'''
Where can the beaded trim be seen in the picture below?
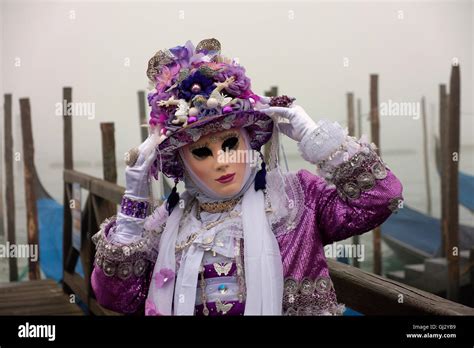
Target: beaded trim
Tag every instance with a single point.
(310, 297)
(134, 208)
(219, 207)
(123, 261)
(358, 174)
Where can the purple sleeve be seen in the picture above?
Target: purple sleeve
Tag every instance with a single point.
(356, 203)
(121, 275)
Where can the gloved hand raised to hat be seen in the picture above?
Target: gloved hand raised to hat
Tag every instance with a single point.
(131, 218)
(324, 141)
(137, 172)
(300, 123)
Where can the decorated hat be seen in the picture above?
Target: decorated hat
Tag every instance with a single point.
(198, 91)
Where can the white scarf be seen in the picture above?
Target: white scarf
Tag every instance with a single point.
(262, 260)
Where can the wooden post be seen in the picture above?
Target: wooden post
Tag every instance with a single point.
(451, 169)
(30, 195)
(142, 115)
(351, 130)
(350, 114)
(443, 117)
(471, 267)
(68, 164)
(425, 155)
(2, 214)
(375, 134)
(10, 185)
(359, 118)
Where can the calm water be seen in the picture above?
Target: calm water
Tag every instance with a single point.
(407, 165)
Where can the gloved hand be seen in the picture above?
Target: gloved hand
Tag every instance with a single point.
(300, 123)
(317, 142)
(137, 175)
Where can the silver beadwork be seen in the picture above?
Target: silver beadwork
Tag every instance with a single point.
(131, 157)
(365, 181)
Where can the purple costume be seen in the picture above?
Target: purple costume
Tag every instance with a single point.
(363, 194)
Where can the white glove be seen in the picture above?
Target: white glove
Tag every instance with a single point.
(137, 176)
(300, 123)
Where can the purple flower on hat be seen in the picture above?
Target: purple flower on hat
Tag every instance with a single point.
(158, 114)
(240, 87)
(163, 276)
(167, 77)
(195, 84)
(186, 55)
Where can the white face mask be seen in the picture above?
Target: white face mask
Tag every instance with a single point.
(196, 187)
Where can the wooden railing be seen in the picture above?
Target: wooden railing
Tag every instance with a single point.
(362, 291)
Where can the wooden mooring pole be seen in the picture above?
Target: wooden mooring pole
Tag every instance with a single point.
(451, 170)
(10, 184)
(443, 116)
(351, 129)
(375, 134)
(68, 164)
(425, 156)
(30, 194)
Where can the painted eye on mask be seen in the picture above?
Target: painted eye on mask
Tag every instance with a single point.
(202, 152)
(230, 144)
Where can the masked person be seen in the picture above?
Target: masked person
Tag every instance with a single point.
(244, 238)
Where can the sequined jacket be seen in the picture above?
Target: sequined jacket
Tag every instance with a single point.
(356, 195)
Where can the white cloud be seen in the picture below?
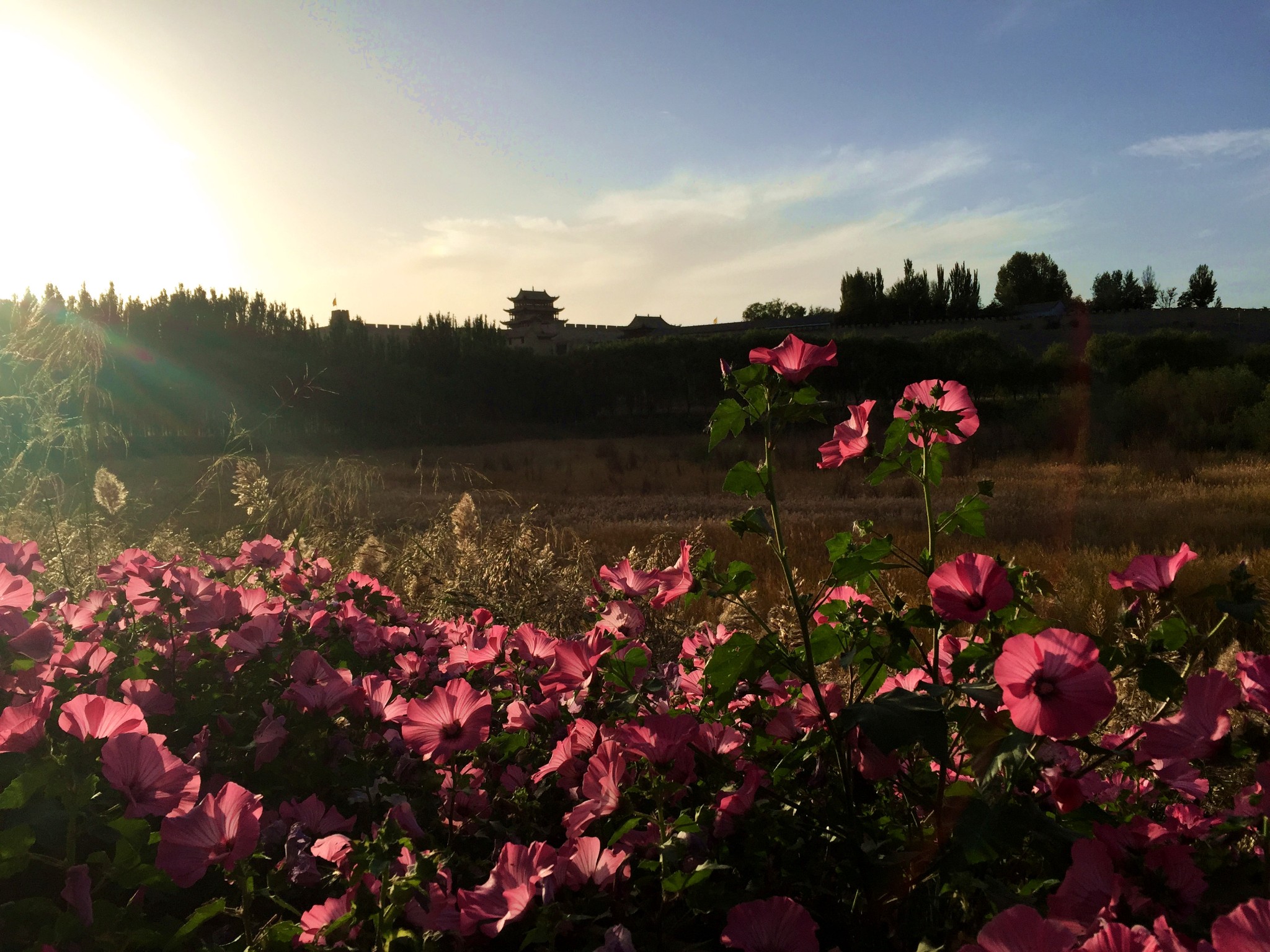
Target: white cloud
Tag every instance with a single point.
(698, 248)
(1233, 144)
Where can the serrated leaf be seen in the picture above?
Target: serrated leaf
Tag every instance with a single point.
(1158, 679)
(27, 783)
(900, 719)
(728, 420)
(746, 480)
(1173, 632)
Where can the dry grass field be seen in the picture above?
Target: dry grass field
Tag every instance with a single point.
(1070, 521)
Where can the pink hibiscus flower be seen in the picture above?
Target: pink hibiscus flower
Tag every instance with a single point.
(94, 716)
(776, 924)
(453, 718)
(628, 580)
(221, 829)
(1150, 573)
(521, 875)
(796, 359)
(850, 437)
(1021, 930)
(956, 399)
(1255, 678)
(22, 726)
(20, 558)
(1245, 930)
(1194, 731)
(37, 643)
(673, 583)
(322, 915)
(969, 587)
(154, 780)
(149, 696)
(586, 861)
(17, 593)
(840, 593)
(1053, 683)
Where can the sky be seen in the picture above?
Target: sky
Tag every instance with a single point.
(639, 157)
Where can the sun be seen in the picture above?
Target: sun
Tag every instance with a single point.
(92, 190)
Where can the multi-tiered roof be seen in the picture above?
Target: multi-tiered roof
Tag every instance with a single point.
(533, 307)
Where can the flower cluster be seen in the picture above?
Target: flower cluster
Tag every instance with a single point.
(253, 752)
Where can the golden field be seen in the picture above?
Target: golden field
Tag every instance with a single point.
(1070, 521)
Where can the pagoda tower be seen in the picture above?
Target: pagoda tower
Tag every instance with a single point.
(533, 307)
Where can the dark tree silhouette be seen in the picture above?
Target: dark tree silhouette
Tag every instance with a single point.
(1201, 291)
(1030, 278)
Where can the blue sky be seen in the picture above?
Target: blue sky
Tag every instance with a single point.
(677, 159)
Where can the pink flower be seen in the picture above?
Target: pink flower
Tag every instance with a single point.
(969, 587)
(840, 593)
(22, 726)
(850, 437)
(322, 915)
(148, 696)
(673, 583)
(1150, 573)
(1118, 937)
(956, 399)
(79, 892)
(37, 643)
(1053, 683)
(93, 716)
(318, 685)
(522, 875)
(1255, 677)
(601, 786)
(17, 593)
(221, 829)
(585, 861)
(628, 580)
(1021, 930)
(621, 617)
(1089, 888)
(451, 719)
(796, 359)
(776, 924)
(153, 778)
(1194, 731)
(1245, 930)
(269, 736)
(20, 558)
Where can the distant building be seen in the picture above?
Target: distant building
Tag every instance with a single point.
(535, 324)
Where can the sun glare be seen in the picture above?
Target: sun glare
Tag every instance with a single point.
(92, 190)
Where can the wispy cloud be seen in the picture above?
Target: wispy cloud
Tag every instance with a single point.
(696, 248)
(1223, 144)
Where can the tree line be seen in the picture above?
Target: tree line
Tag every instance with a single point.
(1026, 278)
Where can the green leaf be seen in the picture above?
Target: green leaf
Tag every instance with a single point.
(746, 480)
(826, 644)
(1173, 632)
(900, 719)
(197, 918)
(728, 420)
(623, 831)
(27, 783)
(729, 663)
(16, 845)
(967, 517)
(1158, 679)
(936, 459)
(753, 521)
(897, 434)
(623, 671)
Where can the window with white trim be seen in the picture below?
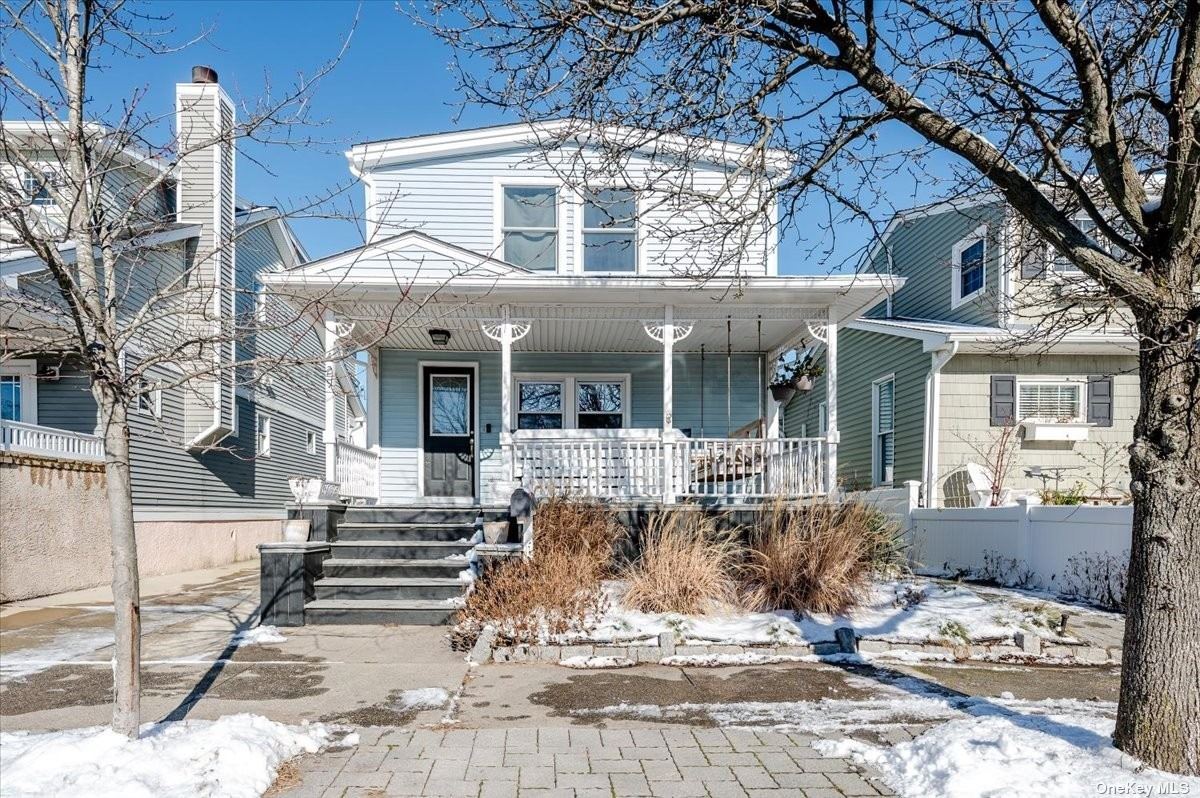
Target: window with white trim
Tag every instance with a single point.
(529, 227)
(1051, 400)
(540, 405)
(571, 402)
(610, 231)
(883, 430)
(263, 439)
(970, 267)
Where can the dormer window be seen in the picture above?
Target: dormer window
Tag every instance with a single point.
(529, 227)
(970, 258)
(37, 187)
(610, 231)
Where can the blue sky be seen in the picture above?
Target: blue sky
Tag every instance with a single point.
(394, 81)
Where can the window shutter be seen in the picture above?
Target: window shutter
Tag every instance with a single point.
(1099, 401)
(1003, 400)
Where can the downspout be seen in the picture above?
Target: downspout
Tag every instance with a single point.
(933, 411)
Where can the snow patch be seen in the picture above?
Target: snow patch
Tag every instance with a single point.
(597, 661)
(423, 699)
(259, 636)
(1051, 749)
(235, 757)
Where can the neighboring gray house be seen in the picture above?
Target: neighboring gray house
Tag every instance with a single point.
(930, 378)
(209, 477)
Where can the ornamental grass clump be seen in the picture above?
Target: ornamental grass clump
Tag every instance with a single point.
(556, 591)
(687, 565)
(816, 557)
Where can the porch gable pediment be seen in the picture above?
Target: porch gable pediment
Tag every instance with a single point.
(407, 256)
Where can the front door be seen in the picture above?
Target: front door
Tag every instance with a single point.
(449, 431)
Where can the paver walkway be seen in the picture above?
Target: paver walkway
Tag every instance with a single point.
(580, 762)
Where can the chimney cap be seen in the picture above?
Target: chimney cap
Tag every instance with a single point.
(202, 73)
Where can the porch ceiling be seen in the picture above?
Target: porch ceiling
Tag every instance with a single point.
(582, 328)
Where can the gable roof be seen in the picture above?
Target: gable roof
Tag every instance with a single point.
'''
**Task prompt**
Your reply should be the full data above, copied exactly, with no pictures in it.

**Answer area**
Where can the beaded trim be seen in the picture below?
Target: beaded trim
Tag every instance with a single point.
(310, 297)
(134, 208)
(219, 207)
(123, 261)
(358, 174)
Where can the purple sleeve be seen in the picture above?
Target: purple sleeve
Tag every instance with a single point.
(356, 203)
(121, 275)
Where can the gloved hand raised to hat be seen in the picture above?
Target: gloved hand raised to hat
Tag every instance with a single point.
(131, 218)
(324, 141)
(137, 172)
(300, 123)
Where can the decorated hat be seen in the picture above?
Target: decorated hat
Tag every instance with a single point.
(198, 91)
Where can the white scarf be seen in the picture above?
Target: white scarf
Tag every instance with a single point.
(262, 260)
Where can the wooden post be seen in the picture above?
Target: wooden post
Tag every instance with a single point.
(451, 169)
(30, 195)
(142, 115)
(351, 130)
(350, 114)
(443, 117)
(471, 267)
(68, 164)
(425, 155)
(2, 214)
(375, 134)
(10, 185)
(359, 118)
Where can the calm water be seen in the picture above?
Target: calm water
Tag every instance with a single point.
(407, 165)
Where can the gloved hand be seen in the picture above?
Target: gloved hand
Tag every instance with a single point.
(300, 123)
(317, 142)
(137, 175)
Where can the silver beadwork be seen in the picture above?
Target: silver beadwork
Tag every instance with a single point.
(131, 157)
(365, 181)
Where can the purple costume be seen in the picture above?
Target: purple costume
Tag every instance with a single point.
(363, 194)
Where can the white glove be seen in the picture above?
Target: white glove
Tag every instance with a single point.
(137, 176)
(300, 123)
Where can the purple flower on hat be seen in the picture above?
Target: purple flower on hat
Tag every instance with a single point.
(158, 114)
(240, 87)
(163, 276)
(167, 77)
(195, 84)
(186, 55)
Where can the white face mask be seen in the picture above?
Target: white face mask
Tag every instance with a single point.
(196, 187)
Where can the wooden railing be seen in the picture above?
Target: wooden railing
Tag every instance with a single point.
(362, 291)
Where can the wooden mooring pole be seen in the picture above?
Target: wooden mooring pole
Tag every instance with a single point.
(451, 170)
(10, 184)
(443, 116)
(351, 129)
(375, 134)
(68, 164)
(425, 156)
(30, 194)
Where can the painted eye on mask be seen in the picture above?
Target: painted eye on mask
Tag every instance with a single point.
(202, 152)
(230, 144)
Where can the masked person be seen in the picture above?
Target: masked person
Tag every instance with a single point.
(244, 238)
Where can the sequined jacket be seen in the picture above?
Target: sequined jacket
Tag every instance with a single point.
(356, 195)
Where can the white cloud be seen in the picture below?
Target: white cloud
Tag every instance with a single point.
(698, 248)
(1233, 144)
Where can the serrated leaf be seen in the picture above?
Target: serrated leaf
Tag every instance with a single point.
(1158, 679)
(27, 783)
(900, 719)
(728, 420)
(746, 480)
(1173, 632)
Where can the dry grass field be seen in the picture above?
Target: dry grass field
Tag every instance with a single point.
(1070, 521)
Where can the pink hibiscus flower be seen in the picture above?
Target: pink hibiscus flower
Tag every instance with a single point.
(94, 716)
(776, 924)
(453, 718)
(628, 580)
(221, 829)
(1150, 573)
(521, 875)
(796, 359)
(850, 437)
(1021, 930)
(956, 399)
(1255, 678)
(22, 726)
(20, 558)
(1245, 930)
(1194, 731)
(37, 643)
(673, 583)
(322, 915)
(969, 587)
(154, 780)
(149, 696)
(586, 861)
(17, 593)
(840, 593)
(1053, 683)
Where can the sky be seen in the picture above?
Target: sky
Tag every instance with a single point.
(639, 157)
Where can the sun be seen in the picture above?
Target: sun
Tag every instance with a single point.
(92, 190)
Where can the multi-tiered roof be seen in the picture above?
Target: multi-tiered roof
Tag every instance with a single point.
(533, 307)
Where can the flower cluster be seen in the picture above?
Target: flower cluster
Tag every instance with a single point.
(253, 752)
Where can the golden field be seen in the picture above?
Target: golden field
Tag every instance with a single point.
(1070, 521)
Where can the pagoda tower be seen in the picture above?
Target: pagoda tower
Tag every instance with a single point.
(533, 307)
Where can the dark tree silhouette be seen in the picture above?
Target: dark tree silhouette
Tag every instance with a single point.
(1201, 291)
(1030, 278)
Where can the blue sky be seen in the picture above?
Target: blue sky
Tag every instance with a single point.
(677, 159)
Where can the pink flower be seen in the picture above?
Target: pink flower
Tag every instance with a single point.
(969, 587)
(840, 593)
(22, 726)
(850, 437)
(322, 915)
(148, 696)
(673, 583)
(1150, 573)
(1118, 937)
(956, 399)
(79, 892)
(37, 643)
(1053, 683)
(93, 716)
(318, 685)
(522, 875)
(1255, 677)
(601, 786)
(17, 593)
(221, 829)
(585, 861)
(628, 580)
(1021, 930)
(621, 617)
(1089, 888)
(451, 719)
(796, 359)
(776, 924)
(153, 778)
(1194, 731)
(1245, 930)
(269, 736)
(20, 558)
Where can the distant building be seen in the picture above?
Target: distant building
Tag every instance with a single point.
(535, 324)
Where can the sun glare be seen in the picture above?
Target: sun glare
Tag every instance with a single point.
(92, 190)
Where can the wispy cloud be seen in the picture above?
Target: wispy cloud
Tag every instance with a single point.
(696, 248)
(1223, 144)
Where can the tree line be seen in the picture above?
Target: tree line
Tag every instance with a single point.
(1026, 278)
Where can the green leaf be seen in the picture above?
Target: green leaf
Tag every instance with a single point.
(746, 480)
(826, 644)
(1173, 632)
(900, 719)
(197, 918)
(728, 420)
(623, 831)
(27, 783)
(729, 663)
(16, 845)
(967, 517)
(1158, 679)
(936, 459)
(753, 521)
(897, 434)
(623, 671)
Where can the window with white trim be seen in the picture below?
Target: window with white trim
Tag every instance with a single point.
(529, 227)
(1051, 400)
(540, 405)
(571, 402)
(610, 231)
(883, 430)
(263, 439)
(970, 267)
Where can the dormer window be seen in the picture above?
Target: dormer window
Tag every instance with a single point.
(529, 227)
(970, 258)
(37, 187)
(610, 231)
Where can the blue sky be seen in the picture above?
Target: blue sky
Tag every instance with a single point.
(394, 81)
Where can the window shutter be seen in the picture above?
Target: window shutter
Tag every instance with a single point.
(1099, 401)
(1003, 400)
Where can the downspout be seen in the picture above?
Target: downspout
Tag every instance with a single point.
(933, 411)
Where can the snow patch be seen in the picture above?
Target: snow patch
Tag every instance with a single point.
(597, 661)
(423, 699)
(259, 636)
(1051, 749)
(235, 757)
Where can the neighboring gray house be seen in the picture above?
Target: neighboring gray house
Tag every instance with a single point.
(930, 378)
(209, 477)
Where can the ornamental grass clump be seen in the picture above?
Target: ornamental grass clump
Tag every instance with a single point.
(556, 591)
(687, 565)
(816, 557)
Where can the porch gable pediment be seen in the picture above?
Target: porch gable pediment
Tag every instance with a single point.
(407, 256)
Where can the front door be seen in the picture above?
Target: front door
Tag every instance with a single point.
(449, 431)
Where can the paver walkway be seen in the picture above?
Target: paver walkway
Tag every instance with a single point.
(580, 762)
Where can the chimney cap be seen in the picture above?
Target: chimney cap
Tag every instance with a single point.
(202, 73)
Where can the porch ceiling be seen in the picture above?
Target: porch ceiling
Tag every instance with a single point.
(582, 328)
Where can the gable roof be seen in the picture above?
Target: gable roof
Tag every instance with a single point.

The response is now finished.